» **Instructions for the task**
Reproduce every one of the records below word for word, leaving out the pictures.

Collected data entries:
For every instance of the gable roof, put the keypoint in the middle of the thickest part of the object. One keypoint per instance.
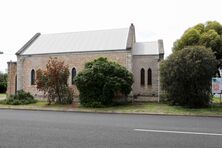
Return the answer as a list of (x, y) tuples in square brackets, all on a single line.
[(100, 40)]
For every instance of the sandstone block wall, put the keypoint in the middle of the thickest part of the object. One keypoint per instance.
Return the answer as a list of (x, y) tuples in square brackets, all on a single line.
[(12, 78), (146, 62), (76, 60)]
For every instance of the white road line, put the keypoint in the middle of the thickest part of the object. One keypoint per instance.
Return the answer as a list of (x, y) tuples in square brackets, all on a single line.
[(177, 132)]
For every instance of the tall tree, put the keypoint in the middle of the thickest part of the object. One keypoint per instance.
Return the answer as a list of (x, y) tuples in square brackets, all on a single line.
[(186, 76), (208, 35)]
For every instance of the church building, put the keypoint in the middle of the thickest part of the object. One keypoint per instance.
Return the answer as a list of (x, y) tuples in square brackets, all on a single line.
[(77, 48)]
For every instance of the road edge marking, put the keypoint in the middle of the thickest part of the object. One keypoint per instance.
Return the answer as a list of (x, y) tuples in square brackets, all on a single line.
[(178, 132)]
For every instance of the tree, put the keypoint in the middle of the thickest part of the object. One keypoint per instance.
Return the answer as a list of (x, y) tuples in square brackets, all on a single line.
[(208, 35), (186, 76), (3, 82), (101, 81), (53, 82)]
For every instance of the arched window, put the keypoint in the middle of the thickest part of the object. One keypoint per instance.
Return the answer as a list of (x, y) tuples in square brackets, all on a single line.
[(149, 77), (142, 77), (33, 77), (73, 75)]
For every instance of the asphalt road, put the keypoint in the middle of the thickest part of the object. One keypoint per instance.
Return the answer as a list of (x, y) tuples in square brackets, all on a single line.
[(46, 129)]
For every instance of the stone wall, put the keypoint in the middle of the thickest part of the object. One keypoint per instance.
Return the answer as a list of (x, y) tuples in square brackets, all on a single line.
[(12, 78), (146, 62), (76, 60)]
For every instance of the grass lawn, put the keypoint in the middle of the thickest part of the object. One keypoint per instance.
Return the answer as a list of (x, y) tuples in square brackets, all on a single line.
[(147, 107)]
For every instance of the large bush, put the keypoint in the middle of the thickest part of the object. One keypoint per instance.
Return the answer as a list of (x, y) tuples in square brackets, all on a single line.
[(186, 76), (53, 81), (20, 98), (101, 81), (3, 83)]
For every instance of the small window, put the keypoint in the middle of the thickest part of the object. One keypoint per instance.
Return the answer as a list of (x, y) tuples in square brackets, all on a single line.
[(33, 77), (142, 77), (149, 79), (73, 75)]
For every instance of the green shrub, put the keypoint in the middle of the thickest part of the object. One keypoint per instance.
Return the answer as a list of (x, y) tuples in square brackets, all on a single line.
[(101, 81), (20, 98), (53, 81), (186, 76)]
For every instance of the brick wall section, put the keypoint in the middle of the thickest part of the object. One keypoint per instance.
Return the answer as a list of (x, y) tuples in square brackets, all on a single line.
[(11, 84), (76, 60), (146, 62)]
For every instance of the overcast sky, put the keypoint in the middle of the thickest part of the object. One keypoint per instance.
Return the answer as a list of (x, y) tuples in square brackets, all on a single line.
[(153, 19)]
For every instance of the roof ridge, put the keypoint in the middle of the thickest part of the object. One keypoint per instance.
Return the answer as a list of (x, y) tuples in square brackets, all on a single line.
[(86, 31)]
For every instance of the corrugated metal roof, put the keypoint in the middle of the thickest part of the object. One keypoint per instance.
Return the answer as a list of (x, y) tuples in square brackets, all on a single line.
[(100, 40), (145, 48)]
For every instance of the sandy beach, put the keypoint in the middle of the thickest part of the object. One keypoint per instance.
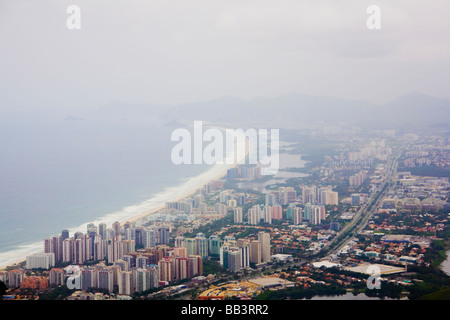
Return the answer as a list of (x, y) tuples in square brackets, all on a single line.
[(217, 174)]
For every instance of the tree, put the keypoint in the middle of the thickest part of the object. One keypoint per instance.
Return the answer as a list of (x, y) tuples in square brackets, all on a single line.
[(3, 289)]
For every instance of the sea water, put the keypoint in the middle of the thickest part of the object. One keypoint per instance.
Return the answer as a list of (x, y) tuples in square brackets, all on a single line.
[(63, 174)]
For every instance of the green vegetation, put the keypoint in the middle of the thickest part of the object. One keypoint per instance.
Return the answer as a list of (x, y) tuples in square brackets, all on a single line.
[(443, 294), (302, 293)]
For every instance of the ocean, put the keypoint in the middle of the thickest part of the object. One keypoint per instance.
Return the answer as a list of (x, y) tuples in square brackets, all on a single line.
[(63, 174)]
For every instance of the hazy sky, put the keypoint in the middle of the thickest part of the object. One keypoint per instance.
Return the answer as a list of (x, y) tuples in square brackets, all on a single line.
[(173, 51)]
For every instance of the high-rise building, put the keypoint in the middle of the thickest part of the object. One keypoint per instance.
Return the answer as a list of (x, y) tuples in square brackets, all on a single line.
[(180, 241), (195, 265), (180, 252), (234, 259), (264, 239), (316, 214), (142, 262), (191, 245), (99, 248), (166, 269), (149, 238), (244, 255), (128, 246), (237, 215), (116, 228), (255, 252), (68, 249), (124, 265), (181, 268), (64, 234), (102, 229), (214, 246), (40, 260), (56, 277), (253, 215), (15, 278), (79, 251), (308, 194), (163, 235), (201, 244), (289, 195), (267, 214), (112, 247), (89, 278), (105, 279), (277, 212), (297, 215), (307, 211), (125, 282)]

» **Full solution**
For every instance of the gable roof, put the keypoint in the middle of the thickest part of the object. One keypoint per instance.
Return the answer as a list of (x, y) tuples in square brackets, all on a single line.
[(100, 40)]
For every instance of the sandstone block wall, put the keypoint in the middle of the thickest part of the object. One keypoint per instance.
Return the answer as a list of (x, y) tuples in square brackets, all on a single line.
[(12, 78), (146, 62), (76, 60)]
For every instance of the white road line, put the keypoint in the middle of the thickest part of the object. One keypoint per instance.
Return the answer as a list of (x, y) tuples in square brackets, all on a single line.
[(177, 132)]
For every instance of the tall tree, put the keypoint in the middle of the thickest part of the object. One keypoint per instance.
Return the answer as a list of (x, y) tuples in square brackets, all on a single line.
[(186, 76), (208, 35)]
For every instance of the church building, put the keypoint in the middle of the thickest part of the object. One keypoint per instance.
Return the answer as a list of (x, y) tuples in square brackets, all on a single line.
[(77, 48)]
For every instance of the road edge marking, put the keypoint in the middle of the thickest part of the object. One keypoint per instance.
Return the answer as a list of (x, y) tuples in square brackets, all on a single line.
[(178, 132)]
For every instance of the tree, put the keypoint in the middle of the thickest part of the object. One keypoint per instance.
Return the answer as a list of (x, y) tuples in square brackets, all on a single line.
[(208, 35), (186, 76), (3, 82), (101, 81), (53, 82)]
For every instance of the arched window, put the keypoint in the middle of the thickest part of the object. One keypoint per instance.
Return the answer as a list of (x, y) tuples in square brackets, all on a single line.
[(149, 77), (142, 77), (33, 77), (73, 75)]
For every instance of the asphalt road, put the keypoint in the middle of the thickest part of the object. One keypoint per instance.
Return the answer as a list of (x, y) tuples in square brackets, all on a single line.
[(46, 129)]
For every instance of the stone wall, put the keypoint in the middle of the thickest part of the object. One keypoint per instance.
Return the answer as a list of (x, y) tuples in square brackets, all on a single line.
[(12, 78), (146, 62), (76, 60)]
For every instance of the grass lawn, put the keypoint in the middle of the thickest part of the object. One keypoint per instance.
Return the answer as a list of (x, y) tuples in square brackets, all on a single line.
[(147, 107)]
For every instance of the large bush, put the keypoint in the middle of the thickest part of the object. One keypoint per instance.
Return the answer as a list of (x, y) tuples in square brackets, all on a single line.
[(186, 76), (53, 81), (20, 98), (101, 81), (3, 83)]
For every instance of the small window, put the keypoint in the middle of the thickest part of the object. One keypoint per instance.
Return the answer as a list of (x, y) tuples in square brackets, all on a single line.
[(33, 77), (142, 77), (149, 79), (73, 75)]
For every instance of the green shrub, put the keypoint in the middle of the thickest part of the object. One keypoint per instance.
Return the answer as a list of (x, y) tuples in square brackets, all on a single line.
[(101, 81), (20, 98), (53, 81), (186, 76)]
For every instance of the brick wall section, put the keypoint in the middle of the thickest part of the object. One keypoint per instance.
Return the answer as a list of (x, y) tuples in square brackets, all on a single line.
[(11, 84), (76, 60), (146, 62)]
For every instance of the overcast sky, put the keypoint in the middle of the thickest part of the object. One keypoint per instance.
Return the answer as a list of (x, y) tuples in square brackets, all on a single line.
[(153, 19)]
For every instance of the roof ridge, put the keypoint in the middle of the thickest part of the object. One keypoint per instance.
Return the answer as a list of (x, y) tuples in square brackets, all on a single line.
[(86, 31)]
For every instance of the corrugated metal roof, put the keypoint in the middle of the thickest part of the object. One keypoint per instance.
Return the answer as a list of (x, y) tuples in square brackets, all on a single line.
[(100, 40), (145, 48)]
For every instance of the sandy beach, put the keypoint in the middle of the thickest part of the object. One keypoint per instance.
Return the answer as a list of (x, y) tuples in square brackets, all on a single line.
[(217, 174)]
For every instance of the tree, put the keypoint in the middle of the thickest part of the object. One keypoint per instance.
Return the answer as a list of (x, y) tuples in square brackets, all on a single line.
[(3, 289)]
For every instance of the sea water, put the keypoint in the middle of the thickest part of the object. One keypoint per instance.
Return the answer as a list of (x, y) tuples in square brackets, all on a single line.
[(63, 174)]
For every instance of the green vegetation, put the keypoint in the middle of the thickest part of the object. One keypoint per instance.
Return the answer as a list of (x, y) tuples in square brackets, all on a single line.
[(443, 294), (302, 293)]
For every instance of the ocean, put the keypoint in the middle of the thickest part of the object. One keypoint per instance.
Return the answer as a list of (x, y) tuples in square brackets, all on a single line.
[(63, 174)]
For every instance of the hazy sky, put the keypoint in the middle of the thickest part of the object. One keypoint per instance.
Return the answer as a list of (x, y) tuples in square brackets, all on a single line.
[(173, 51)]
For every instance of the high-rise building, put the keypoint in the middle of the thickest part of the object. One keypoint per instance.
Return the answer as a list of (x, y) tuples in square brackets, all on a single line.
[(180, 241), (195, 265), (180, 252), (234, 259), (264, 239), (316, 214), (142, 262), (191, 245), (99, 248), (166, 269), (149, 238), (244, 255), (128, 246), (237, 215), (116, 228), (255, 252), (68, 249), (124, 265), (181, 268), (64, 234), (102, 229), (214, 246), (40, 260), (56, 277), (253, 215), (15, 278), (79, 251), (308, 194), (163, 235), (201, 244), (289, 195), (267, 214), (112, 247), (89, 278), (105, 279), (277, 212), (297, 215), (307, 211), (125, 282)]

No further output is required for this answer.